Selected excerpt ->
▬▬▬

| Team (Wins) | Managers | Season |
| St. Louis Cardinals (4) | Tony La Russa | 83–78, .516, GA: 1+1⁄2 |
| New York Mets (3) | Willie Randolph | 97–65, .599, GA: 12 |
- Dates: October 11–19
- MVP: Jeff Suppan (St. Louis)
- Umpires: Tim Welke Jim Joyce Jerry Layne Fieldin Culbreth Jeff Kellogg Gary Darling

Broadcast
- Television: Fox
- TV announcers: Joe Buck, Tim McCarver, Luis Gonzalez and Ken Rosenthal
- Radio: ESPN
- Radio announcers: Dan Shulman and Dave Campbell
- NLDS: New York Mets over Los Angeles Dodgers (3–0); St. Louis Cardinals over San Diego Padres (3–1);

= 2006 National League Championship Series =

Major League Baseball playoff series

The 2006 National League Championship Series (NLCS), the second round of the National League side in Major League Baseball’s 2006 postseason, began on October 12 and ended on October 19; it was scheduled to begin on October 11, but was postponed a day because of inclement weather. The third-seeded St. Louis Cardinals defeated the heavily favored and top-seeded New York Mets in seven games to advance to the 2006 World Series against the Detroit Tigers.

▬▬▬

Provided information ->
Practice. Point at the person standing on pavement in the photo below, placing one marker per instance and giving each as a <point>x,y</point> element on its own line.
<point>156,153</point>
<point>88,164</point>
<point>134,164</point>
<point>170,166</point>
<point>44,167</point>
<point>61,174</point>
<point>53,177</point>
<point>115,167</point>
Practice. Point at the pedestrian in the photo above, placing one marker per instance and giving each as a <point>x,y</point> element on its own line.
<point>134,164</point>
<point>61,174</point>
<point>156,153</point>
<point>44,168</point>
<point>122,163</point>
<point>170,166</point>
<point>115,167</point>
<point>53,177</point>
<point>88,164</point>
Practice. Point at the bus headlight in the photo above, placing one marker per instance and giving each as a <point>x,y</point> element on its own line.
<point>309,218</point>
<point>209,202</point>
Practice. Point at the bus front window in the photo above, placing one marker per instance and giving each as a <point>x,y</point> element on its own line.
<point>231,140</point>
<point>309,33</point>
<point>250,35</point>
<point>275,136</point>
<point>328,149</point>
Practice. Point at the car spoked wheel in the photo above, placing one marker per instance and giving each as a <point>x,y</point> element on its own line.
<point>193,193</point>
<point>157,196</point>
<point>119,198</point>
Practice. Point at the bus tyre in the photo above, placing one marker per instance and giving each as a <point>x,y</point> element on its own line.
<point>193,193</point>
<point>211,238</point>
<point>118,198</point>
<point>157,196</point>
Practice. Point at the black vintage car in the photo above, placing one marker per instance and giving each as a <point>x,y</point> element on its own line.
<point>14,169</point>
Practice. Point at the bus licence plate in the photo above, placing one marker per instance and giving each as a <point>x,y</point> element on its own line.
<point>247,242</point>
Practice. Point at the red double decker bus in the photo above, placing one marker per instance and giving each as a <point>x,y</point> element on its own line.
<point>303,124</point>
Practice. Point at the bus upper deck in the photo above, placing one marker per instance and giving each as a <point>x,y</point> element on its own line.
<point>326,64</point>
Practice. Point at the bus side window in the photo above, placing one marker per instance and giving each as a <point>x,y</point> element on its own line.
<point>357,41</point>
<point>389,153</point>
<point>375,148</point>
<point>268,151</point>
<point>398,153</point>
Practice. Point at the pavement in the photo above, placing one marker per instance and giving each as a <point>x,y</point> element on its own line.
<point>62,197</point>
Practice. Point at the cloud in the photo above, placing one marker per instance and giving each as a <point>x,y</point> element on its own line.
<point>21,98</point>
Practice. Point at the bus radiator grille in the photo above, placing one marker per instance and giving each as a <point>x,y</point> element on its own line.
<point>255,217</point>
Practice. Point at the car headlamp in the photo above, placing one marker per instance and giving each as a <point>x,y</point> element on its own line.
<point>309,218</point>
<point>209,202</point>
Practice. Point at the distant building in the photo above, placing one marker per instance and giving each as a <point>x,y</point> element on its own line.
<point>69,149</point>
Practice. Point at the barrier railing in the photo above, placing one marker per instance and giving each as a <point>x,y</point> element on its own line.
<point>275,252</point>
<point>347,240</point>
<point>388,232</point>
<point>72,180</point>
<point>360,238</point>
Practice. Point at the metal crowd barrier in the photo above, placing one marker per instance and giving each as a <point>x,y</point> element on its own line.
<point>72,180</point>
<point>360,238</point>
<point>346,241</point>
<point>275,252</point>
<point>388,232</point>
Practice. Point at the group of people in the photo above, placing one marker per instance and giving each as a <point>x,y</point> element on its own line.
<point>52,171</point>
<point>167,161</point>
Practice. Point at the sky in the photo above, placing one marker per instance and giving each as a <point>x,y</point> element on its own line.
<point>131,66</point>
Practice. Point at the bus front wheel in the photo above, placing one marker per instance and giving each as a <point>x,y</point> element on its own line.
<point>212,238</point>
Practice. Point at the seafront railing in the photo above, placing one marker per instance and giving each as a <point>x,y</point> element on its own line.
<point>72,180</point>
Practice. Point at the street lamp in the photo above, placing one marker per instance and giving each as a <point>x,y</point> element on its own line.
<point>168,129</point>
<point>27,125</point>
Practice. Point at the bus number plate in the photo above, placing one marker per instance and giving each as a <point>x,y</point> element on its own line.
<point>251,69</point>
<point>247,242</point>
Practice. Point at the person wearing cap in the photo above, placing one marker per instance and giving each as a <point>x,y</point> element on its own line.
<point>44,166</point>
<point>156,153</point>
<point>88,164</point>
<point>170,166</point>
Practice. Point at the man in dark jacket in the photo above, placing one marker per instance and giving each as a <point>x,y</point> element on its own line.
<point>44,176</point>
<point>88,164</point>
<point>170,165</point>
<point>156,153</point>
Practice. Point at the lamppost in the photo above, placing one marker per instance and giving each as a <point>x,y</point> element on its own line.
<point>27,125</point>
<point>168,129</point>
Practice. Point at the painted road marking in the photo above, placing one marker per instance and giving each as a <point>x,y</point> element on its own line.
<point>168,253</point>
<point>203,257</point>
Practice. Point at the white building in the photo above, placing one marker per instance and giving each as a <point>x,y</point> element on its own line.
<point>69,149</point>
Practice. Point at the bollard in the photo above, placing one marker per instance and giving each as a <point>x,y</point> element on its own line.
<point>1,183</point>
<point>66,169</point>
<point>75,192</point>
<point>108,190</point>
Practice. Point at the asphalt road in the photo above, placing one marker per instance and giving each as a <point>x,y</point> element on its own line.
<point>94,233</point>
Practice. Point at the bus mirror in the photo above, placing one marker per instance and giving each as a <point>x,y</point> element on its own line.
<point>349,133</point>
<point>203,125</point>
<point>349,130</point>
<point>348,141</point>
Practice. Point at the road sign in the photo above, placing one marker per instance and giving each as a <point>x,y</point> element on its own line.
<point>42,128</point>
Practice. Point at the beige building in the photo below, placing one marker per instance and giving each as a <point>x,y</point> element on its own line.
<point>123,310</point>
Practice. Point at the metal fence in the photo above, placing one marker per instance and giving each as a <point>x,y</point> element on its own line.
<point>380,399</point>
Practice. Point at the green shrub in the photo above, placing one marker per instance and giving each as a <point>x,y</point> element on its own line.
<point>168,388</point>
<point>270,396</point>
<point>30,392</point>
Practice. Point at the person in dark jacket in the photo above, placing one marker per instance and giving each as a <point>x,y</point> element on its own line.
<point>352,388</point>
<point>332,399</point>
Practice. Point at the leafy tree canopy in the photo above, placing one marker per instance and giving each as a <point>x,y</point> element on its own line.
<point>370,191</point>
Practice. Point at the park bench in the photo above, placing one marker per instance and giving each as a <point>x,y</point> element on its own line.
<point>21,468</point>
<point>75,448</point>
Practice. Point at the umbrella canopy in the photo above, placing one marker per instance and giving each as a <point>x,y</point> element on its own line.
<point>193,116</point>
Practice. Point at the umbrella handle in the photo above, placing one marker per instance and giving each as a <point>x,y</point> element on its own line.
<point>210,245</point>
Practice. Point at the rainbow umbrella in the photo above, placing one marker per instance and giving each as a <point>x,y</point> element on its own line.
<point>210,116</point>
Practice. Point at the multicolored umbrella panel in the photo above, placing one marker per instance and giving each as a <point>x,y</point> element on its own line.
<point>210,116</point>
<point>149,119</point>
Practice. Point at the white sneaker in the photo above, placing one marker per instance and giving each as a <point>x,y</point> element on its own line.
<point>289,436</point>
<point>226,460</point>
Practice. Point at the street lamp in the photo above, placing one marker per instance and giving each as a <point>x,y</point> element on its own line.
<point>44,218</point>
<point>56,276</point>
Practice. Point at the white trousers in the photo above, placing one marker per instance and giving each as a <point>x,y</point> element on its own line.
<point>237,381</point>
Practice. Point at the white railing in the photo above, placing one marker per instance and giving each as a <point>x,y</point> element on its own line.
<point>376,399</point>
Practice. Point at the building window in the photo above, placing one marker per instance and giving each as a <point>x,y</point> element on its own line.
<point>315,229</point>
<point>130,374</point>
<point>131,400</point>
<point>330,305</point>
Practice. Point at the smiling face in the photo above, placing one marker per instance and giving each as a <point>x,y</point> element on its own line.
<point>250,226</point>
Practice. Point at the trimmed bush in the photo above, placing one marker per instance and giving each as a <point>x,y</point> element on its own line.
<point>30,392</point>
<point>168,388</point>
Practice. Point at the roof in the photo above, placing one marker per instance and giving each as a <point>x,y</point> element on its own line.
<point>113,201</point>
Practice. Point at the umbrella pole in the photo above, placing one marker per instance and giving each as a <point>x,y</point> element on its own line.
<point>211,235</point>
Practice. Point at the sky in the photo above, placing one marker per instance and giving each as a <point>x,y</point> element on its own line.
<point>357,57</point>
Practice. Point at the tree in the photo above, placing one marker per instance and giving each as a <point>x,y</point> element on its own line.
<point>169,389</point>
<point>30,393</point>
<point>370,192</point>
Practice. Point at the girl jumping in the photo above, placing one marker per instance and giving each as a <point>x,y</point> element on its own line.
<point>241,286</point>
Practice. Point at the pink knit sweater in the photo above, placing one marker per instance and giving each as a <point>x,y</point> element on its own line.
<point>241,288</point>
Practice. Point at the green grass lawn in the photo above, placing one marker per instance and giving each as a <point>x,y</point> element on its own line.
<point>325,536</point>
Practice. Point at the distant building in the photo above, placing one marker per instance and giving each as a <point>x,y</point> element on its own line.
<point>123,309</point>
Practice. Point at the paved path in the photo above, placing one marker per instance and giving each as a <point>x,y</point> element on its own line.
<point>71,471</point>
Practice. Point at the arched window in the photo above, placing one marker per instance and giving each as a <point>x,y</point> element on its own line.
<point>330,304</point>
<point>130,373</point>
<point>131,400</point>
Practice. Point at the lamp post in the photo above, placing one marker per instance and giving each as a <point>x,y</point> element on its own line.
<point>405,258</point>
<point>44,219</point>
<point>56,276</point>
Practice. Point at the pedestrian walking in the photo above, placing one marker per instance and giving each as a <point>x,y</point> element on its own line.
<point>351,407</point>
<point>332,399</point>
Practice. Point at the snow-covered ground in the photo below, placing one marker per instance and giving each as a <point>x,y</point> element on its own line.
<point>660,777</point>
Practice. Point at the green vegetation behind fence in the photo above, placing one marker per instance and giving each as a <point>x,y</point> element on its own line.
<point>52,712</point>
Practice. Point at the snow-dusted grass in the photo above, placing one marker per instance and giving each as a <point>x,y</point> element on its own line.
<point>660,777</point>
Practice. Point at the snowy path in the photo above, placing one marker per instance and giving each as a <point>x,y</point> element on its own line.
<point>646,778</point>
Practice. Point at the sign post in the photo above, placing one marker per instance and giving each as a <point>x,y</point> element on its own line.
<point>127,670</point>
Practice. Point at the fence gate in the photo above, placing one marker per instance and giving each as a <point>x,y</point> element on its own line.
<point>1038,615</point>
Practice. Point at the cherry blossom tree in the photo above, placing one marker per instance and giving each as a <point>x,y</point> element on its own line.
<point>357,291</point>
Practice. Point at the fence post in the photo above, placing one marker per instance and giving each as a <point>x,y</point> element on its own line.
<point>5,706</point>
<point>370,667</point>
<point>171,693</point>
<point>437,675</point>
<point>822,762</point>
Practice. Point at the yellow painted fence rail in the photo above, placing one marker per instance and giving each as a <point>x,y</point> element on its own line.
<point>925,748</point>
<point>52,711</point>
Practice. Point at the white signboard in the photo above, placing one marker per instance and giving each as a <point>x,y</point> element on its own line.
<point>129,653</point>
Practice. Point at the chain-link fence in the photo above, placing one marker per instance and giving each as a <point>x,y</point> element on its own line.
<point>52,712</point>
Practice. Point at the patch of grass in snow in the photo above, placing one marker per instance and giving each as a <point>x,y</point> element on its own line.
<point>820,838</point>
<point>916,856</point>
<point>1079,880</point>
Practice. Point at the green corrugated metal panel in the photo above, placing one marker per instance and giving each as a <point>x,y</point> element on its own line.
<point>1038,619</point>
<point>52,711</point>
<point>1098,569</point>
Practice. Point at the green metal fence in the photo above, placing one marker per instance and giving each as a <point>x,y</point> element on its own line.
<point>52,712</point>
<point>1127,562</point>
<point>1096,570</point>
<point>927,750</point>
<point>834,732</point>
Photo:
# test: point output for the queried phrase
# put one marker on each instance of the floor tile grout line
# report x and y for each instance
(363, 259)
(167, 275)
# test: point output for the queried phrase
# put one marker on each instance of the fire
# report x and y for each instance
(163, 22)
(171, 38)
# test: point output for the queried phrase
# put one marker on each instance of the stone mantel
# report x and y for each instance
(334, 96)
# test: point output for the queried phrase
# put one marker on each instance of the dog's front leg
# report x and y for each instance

▬▬▬

Tasks ->
a - Translate this sentence from the 2006 NLCS summary into Spanish: "The third-seeded St. Louis Cardinals defeated the heavily favored and top-seeded New York Mets in seven games to advance to the 2006 World Series against the Detroit Tigers."
b - Using the 2006 NLCS summary, answer each question on its own line:
(i) Who was named MVP of the series?
(ii) Which network carried the radio broadcast?
(iii) Why was the start of the series postponed by a day?

Answers by task ->
a - Los St. Louis Cardinals, terceros cabezas de serie, derrotaron en siete juegos a los New York Mets, grandes favoritos y primeros cabezas de serie, y avanzaron a la Serie Mundial de 2006 contra los Detroit Tigers.

b -
(i) Jeff Suppan of St. Louis
(ii) ESPN
(iii) Because of inclement weather